§ **Written task**: Repeat the records below exactly.

[Point annotation records]
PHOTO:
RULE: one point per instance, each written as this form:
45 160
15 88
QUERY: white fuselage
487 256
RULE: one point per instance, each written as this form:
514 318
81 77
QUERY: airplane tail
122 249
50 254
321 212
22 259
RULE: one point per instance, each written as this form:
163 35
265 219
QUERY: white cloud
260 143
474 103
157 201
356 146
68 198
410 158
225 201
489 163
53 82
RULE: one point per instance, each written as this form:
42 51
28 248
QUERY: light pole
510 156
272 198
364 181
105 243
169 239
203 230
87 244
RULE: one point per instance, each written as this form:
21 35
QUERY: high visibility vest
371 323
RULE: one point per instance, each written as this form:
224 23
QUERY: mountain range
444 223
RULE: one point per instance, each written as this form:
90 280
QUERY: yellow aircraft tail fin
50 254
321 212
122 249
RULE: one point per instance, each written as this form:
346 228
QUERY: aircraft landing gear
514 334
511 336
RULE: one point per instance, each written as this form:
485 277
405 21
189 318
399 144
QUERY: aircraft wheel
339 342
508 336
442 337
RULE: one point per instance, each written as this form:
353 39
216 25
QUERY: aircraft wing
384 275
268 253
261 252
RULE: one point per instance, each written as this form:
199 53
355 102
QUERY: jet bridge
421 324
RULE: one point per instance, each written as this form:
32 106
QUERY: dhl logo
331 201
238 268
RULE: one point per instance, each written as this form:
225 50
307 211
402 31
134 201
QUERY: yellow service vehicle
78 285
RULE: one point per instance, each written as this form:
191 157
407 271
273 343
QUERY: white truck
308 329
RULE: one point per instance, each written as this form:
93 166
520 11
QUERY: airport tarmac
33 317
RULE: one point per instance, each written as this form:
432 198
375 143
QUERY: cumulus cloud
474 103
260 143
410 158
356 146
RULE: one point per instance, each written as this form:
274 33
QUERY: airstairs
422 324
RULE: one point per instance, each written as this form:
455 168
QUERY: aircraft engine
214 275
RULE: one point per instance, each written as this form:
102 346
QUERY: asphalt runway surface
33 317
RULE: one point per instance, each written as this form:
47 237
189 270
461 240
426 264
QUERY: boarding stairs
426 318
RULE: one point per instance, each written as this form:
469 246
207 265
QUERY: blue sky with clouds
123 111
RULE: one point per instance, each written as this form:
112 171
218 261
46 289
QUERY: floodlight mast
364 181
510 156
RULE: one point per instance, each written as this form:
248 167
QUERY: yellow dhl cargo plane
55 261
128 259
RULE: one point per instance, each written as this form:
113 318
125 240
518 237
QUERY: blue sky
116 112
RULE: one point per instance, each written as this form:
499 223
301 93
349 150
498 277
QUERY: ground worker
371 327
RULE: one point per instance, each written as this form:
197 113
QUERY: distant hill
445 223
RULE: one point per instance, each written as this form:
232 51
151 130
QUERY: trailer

§ **Output below**:
PHOTO:
RULE: one point per instance, each written as this form:
45 160
15 88
QUERY: white fuselage
487 256
RULE: one point per instance, each written as this form:
514 318
81 77
QUERY: airplane tail
122 249
50 254
321 212
22 259
RULE: one point per instance, each written as this form:
163 35
265 219
QUERY: white cloud
260 143
474 103
157 201
356 146
68 198
410 158
225 201
489 163
53 82
RULE: one point per instance, each written as this form:
42 51
28 248
QUERY: light pole
510 156
272 198
364 181
105 243
169 239
203 230
87 244
RULE: one point per instance, each written as this form:
21 35
QUERY: high visibility vest
371 323
RULE: one point per instance, each written as this form:
224 23
QUERY: mountain range
444 223
RULE: one point per instance, each written as this form:
90 280
QUERY: yellow aircraft tail fin
50 254
321 212
122 249
RULE: one point per instance, each written as this form:
346 228
QUERY: aircraft landing gear
514 334
511 336
RULE: one point per instance, each written as this form:
485 277
405 21
189 318
399 144
QUERY: aircraft wheel
339 342
508 336
442 337
RULE: one point per instance, each written as this form:
353 39
216 25
QUERY: aircraft wing
384 275
268 253
261 252
RULE: one point per instance, each written as this form:
199 53
355 102
QUERY: jet bridge
421 324
RULE: one point per instance, each written as this form:
32 106
QUERY: dhl logo
331 201
238 268
RULE: one point per instance, each written as this form:
225 50
307 211
402 31
134 201
QUERY: yellow service vehicle
78 285
RULE: one point per instance, each written as this form:
191 157
407 271
273 343
QUERY: white truck
308 329
RULE: one point per instance, each written as this form:
93 166
520 11
QUERY: airport tarmac
33 317
RULE: one point per instance, each written as this form:
432 198
375 143
QUERY: cumulus cloud
474 103
260 143
410 158
356 146
RULE: one point per instance, each written as this form:
274 33
QUERY: airstairs
422 324
RULE: one point per instance, each written as this form:
455 168
QUERY: aircraft engine
214 275
RULE: one point per instance, each written as this form:
102 346
QUERY: asphalt runway surface
33 317
RULE: one point per instance, each written as this form:
47 237
189 270
461 240
426 264
QUERY: boarding stairs
426 318
RULE: one point per instance, each written as this form:
469 246
207 265
QUERY: blue sky with clouds
123 111
RULE: one point per instance, each written as this form:
112 171
218 261
46 289
QUERY: floodlight mast
364 181
510 156
RULE: one point per instance, each written as this form:
248 167
QUERY: yellow dhl cargo plane
55 261
128 259
RULE: one point per instance, each written as this form:
113 318
125 240
518 237
QUERY: blue sky
116 112
RULE: one point per instance, each written as this form:
499 223
301 93
349 150
498 277
QUERY: ground worker
371 327
RULE: one point per instance, each written as this form:
197 113
QUERY: distant hill
445 223
RULE: one point per instance, each written as this form:
232 51
151 130
QUERY: trailer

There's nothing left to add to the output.